David B. Armstrong, CFA

Since the S&P 500 bottomed in March 2009, there have been over 30 corrections of 5% or more.

Thirty.

The median pullback lasted about 26 days and took the market down roughly 7.6%. Some were worse. Some barely registered. But every single one of them had something in common.

They all recovered.

I want you to sit with that for a second, because right now the headlines are loud. The Iran war. Crude oil spiking past $100 a barrel. The Strait of Hormuz effectively closed. Private credit turmoil. AI disruption fears. The S&P 500 is down about 7.6% from its January high.

And if you let the news cycle drive your investment decisions, you might be tempted to do something you will regret.

The Fear Factory Never Shuts Down

Here is what makes this data so powerful. Look at the reasons the market sold off each time. Every correction had its own terrifying narrative. Every single one felt like “this time is different.”

S&P 500 Corrections greater than 5% since March 2009 Low
S&P 500 Corrections greater than 5% since March 2009 Low

In 2010, Europe’s sovereign debt crisis was spiraling and the “Flash Crash” wiped nearly 1,000 points off the Dow in minutes. People thought the financial system was breaking again, barely a year after the Great Recession ended. The S&P 500 fell over 17% in 66 days.

It recovered.

In 2011, Europe’s debt crisis deepened, and then the U.S. lost its AAA credit rating for the first time in history. The S&P 500 fell nearly 22%. Everyone was convinced the global financial system was going to crack for good.

It recovered.

The fiscal cliff in 2012. The Fed taper tantrum in 2013. Ebola and global growth fears in 2014. Greece defaulting and the China stock crash in 2015.

All eventually recovered.

In 2018, we had rising rates, a China slowdown, and escalating trade war fears. The market dropped over 20% from September to December. By mid-2019, it was at new highs.

So, yeah, it recovered.

In 2020, a global pandemic shut down the entire world economy. The S&P 500 dropped 35% in about a month. Thirty-five percent. People were convinced we were heading into a depression.

Not only did the market recover, it hit new highs within five months.

In 2022, the Fed was tightening aggressively, Russia invaded Ukraine, and inflation was running at levels we had not seen in 40 years, peaking at 9.1% in June. The S&P 500 fell nearly 28% over 282 days. That one hurt. It was long. It was grinding…

And it recovered.

In the summer of 2024, recession fears exploded, the Nikkei had its worst crash since 1987, and the Fed was accused of being behind the curve on rate cuts. The S&P 500 dropped nearly 10% in 20 days.

By the fall, it was at all-time highs.

Then came 2025. Tariffs, trade wars, and global recession fears took the market down over 21%.

It recovered.

They all recovered…

Every. Single. Time.

The market gave investors a reason to panic. And the investors who stayed disciplined, who had a plan, who managed their cash strategically… they came out ahead.

This Time Feels Different. (Spoiler: It Always Does)

I get it. The Iran situation is serious.

Oil prices have surged more than 40% since the conflict began in late February. Brent crude briefly spiked above $119 a barrel before pulling back to around $100. The Strait of Hormuz, which handles roughly 20% of global oil supply, has been effectively shut down. Iraq declared force majeure on its oil exports. The Fed is holding rates steady. Recession fears are creeping back in.

That is a lot. I am not minimizing any of it.
○ ○ ○
Questions to answer ::
• a. Return the part of the article on S&P 500 corrections between "The market gave" and "creeping back in.", inclusive, word for word.
• b. Decide whether each statement agrees with the article on S&P 500 corrections, answering yes or no and quoting the words that settle it: (i) The S&P 500 fell nearly 22% in 2011. (ii) After the 2020 drop, the market took more than a year to reach new highs. (iii) Brent crude briefly went above $119 a barrel.
• c. Extend the article on S&P 500 corrections, picking up after its final sentence.
The listing below has nothing to do with any of this.

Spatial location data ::
○ ○ ○
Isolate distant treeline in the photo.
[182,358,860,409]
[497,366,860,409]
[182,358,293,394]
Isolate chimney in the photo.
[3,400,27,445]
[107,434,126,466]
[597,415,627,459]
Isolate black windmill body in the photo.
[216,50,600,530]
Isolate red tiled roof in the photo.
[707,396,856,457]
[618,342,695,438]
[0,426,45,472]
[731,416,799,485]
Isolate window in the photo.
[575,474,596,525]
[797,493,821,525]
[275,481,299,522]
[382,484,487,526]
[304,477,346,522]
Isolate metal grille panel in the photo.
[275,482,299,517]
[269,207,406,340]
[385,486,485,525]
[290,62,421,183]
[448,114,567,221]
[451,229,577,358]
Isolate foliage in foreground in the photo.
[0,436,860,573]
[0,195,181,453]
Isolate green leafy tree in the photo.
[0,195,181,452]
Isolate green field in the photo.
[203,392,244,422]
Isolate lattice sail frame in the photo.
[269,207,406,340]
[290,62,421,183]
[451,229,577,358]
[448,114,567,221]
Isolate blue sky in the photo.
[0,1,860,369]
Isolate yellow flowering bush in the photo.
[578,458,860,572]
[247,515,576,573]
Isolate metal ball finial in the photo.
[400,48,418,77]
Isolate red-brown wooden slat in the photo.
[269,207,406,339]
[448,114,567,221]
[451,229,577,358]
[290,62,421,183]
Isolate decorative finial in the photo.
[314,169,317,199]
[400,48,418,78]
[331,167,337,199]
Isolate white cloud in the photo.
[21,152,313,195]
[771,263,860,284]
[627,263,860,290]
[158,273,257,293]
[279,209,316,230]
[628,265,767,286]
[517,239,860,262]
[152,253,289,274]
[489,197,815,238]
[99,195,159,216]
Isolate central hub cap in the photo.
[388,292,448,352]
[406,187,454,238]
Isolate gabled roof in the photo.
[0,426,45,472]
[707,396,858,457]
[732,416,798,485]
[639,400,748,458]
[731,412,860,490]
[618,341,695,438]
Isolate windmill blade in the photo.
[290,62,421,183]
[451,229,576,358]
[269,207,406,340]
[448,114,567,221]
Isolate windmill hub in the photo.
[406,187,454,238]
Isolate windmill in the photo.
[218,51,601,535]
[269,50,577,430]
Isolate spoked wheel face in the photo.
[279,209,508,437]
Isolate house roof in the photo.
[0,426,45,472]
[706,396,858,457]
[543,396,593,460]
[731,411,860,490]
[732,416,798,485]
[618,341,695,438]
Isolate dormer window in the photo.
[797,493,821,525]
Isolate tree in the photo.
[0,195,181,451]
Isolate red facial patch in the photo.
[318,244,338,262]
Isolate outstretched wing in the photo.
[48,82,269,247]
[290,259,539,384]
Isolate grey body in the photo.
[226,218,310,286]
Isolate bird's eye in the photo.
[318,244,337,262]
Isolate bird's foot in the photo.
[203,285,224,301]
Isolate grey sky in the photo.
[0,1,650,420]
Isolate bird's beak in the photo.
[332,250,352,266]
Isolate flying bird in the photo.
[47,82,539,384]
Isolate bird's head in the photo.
○ ○ ○
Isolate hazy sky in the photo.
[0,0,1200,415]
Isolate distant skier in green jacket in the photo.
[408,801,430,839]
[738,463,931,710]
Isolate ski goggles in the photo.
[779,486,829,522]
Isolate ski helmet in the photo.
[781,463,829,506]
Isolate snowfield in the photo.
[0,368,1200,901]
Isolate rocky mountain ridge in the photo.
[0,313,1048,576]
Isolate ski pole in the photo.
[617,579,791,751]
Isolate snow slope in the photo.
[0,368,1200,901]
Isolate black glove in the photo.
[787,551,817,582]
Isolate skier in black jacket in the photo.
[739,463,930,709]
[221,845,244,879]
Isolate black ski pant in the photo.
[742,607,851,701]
○ ○ ○
Responses ::
• a.
The market gave investors a reason to panic. And the investors who stayed disciplined, who had a plan, who managed their cash strategically… they came out ahead.

This Time Feels Different. (Spoiler: It Always Does)

I get it. The Iran situation is serious.

Oil prices have surged more than 40% since the conflict began in late February. Brent crude briefly spiked above $119 a barrel before pulling back to around $100. The Strait of Hormuz, which handles roughly 20% of global oil supply, has been effectively shut down. Iraq declared force majeure on its oil exports. The Fed is holding rates steady. Recession fears are creeping back in.

• b.
(i) Yes: "The S&P 500 fell nearly 22%."
(ii) No: "Not only did the market recover, it hit new highs within five months."
(iii) Yes: "Brent crude briefly spiked above $119 a barrel before pulling back to around $100."

• c.
But here is what I want you to notice. The S&P 500, as I write this, is down about 7.6% from its January peak. That is right in line with the median correction over the past 17 years. Right in the middle of the historical range.

This is not unusual, nor unprecedented.

This is what markets do. Markets correct. Then they recover. Then they correct again. And recover again.

The pattern does not require prediction. It requires patience and process.

The Real Risk Isn’t the Actual Pullback

Instead, it’s what you do during the pullback.

Every major study on investor returns shows the same thing. If you miss just 10 of the best days over a decade, your returns take a serious hit.

And when do the best days tend to happen? Right in the middle of the worst stretches. Right when things feel the most uncertain.

If you sold on the way down during COVID in March 2020, you missed one of the fastest recoveries in market history. If you panicked during the 2022 bear market, you missed the rally that followed. If you bailed during the tariff chaos of 2025, you left money on the table.

The temptation to “do something” is powerful. The financial news industry makes billions of dollars by making you feel like you need to act. But the data tells a different story.

What Discipline Really Looks Like

At Monument, we talk a lot about cash management as a strategic tool. This is exactly the kind of environment where that strategy earns its keep.

A disciplined cash reserve is not about timing the market. It is about making sure you never have to sell at the wrong time. Liquidity to cover life expenses, opportunities, even unexpected events… without being forced to liquidate investments during a temporary drawdown.

That is the whole point. When you have a plan, a pullback is just a pullback. When you do not have a plan, a pullback becomes a crisis.

Thirty corrections in 17 years. Some lasted a week. Some lasted almost a year. The reasons ranged from pandemics to wars to policy missteps to plain old fear.

But the investors who had a process, who stayed invested, who did not let the noise dictate their decisions… they are the ones sitting on the gains today.

Where We Stand Right Now

The current correction started on January 28, 2026. As of now, we are about 51 days in. The S&P 500 peaked near 7,002 and has pulled back to the 6,474 range. That is a 7.6% decline.

The reasons? Iran war uncertainty. Crude oil disruptions. Private credit concerns. AI disruption fears. Every one of those is a real issue.

None of them are permanent.

Goldman Sachs still has a year-end target of 7,600 for the S&P 500. Morgan Stanley’s Mike Wilson, who has been cautious, thinks the current decline is “mature in time and price” and that much of the pain has already worked through the system. Wall Street consensus points to double-digit returns for the remainder of 2026.

(Frequent readers know what I think about predictions. But you also know I always pay attention to what smart people are saying, because a huge part of my job is “looking under all the rocks”.)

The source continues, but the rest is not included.